Storage as a service
In VCC, the storage service is inherently different from traditional cloud storage service. In the cloud, unlimited storage is available at a very economical rate, managed by cloud management software. For example, Amazon provides Simple Storage Service (S3)Footnote 2 that can be integrated with applications through Application Programming Interface (APIs). In VCC, it is difficult to provide unlimited storage—the storage relies on multiple vehicles (Fig. 4). In order to provide virtual storage abstractions for VCC, an extensive framework is required. In this section, we explore the existing storage frameworks, techniques, and state-of-the-art mechanisms proposed under the VCC paradigm.

_Stated task 1_: In the storage-as-a-service passage, what does storage in VCC rely on?
_Stated task 2_: Summarize the storage-as-a-service passage in two sentences.
_Stated task 3_: Reproduce the storage-as-a-service passage from "Storage as a" to "the VCC paradigm.".
Answer using only the storage-as-a-service passage.

_Information supplied_:
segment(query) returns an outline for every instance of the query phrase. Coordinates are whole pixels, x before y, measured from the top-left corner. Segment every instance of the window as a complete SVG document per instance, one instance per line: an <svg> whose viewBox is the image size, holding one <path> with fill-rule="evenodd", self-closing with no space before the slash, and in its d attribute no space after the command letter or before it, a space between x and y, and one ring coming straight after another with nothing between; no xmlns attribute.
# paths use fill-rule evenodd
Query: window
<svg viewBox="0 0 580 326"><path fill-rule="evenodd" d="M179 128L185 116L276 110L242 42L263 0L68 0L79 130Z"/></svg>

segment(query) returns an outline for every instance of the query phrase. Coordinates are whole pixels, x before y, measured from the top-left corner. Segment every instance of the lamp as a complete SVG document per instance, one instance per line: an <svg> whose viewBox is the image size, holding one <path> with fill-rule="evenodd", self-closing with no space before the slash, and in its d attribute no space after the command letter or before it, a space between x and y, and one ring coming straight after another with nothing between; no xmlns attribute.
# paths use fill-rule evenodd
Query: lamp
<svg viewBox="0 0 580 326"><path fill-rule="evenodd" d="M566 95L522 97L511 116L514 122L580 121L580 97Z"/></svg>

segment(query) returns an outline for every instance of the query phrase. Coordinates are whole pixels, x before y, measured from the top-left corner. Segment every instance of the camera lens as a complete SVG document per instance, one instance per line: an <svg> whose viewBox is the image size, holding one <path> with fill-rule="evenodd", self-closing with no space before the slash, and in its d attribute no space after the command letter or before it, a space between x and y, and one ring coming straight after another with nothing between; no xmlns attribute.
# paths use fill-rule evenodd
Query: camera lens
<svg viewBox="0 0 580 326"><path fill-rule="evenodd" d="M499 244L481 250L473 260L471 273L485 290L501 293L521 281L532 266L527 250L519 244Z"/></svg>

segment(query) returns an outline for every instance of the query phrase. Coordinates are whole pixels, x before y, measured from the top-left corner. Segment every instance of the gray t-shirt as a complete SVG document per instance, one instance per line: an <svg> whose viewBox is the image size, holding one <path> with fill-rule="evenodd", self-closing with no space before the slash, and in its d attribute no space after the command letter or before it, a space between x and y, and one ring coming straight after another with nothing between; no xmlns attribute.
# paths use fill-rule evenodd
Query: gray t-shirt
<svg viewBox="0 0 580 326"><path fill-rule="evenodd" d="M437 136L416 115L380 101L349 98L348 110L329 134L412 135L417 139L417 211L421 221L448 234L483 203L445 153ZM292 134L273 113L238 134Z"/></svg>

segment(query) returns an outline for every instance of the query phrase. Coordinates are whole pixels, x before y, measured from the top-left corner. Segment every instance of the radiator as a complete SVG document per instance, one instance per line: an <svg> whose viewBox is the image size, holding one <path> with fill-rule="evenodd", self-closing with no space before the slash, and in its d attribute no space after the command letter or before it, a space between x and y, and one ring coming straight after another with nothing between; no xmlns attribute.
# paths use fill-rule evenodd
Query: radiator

_Full response 1_: It relies on multiple vehicles.

_Full response 2_: Storage in VCC is inherently different from traditional cloud storage: the cloud offers unlimited storage at a very economical rate, while VCC storage relies on multiple vehicles and unlimited storage is difficult to provide. Virtual storage abstractions for VCC require an extensive framework, and the section explores existing storage frameworks, techniques, and state-of-the-art mechanisms proposed under the VCC paradigm.

_Full response 3_:
Storage as a service
In VCC, the storage service is inherently different from traditional cloud storage service. In the cloud, unlimited storage is available at a very economical rate, managed by cloud management software. For example, Amazon provides Simple Storage Service (S3)Footnote 2 that can be integrated with applications through Application Programming Interface (APIs). In VCC, it is difficult to provide unlimited storage—the storage relies on multiple vehicles (Fig. 4). In order to provide virtual storage abstractions for VCC, an extensive framework is required. In this section, we explore the existing storage frameworks, techniques, and state-of-the-art mechanisms proposed under the VCC paradigm.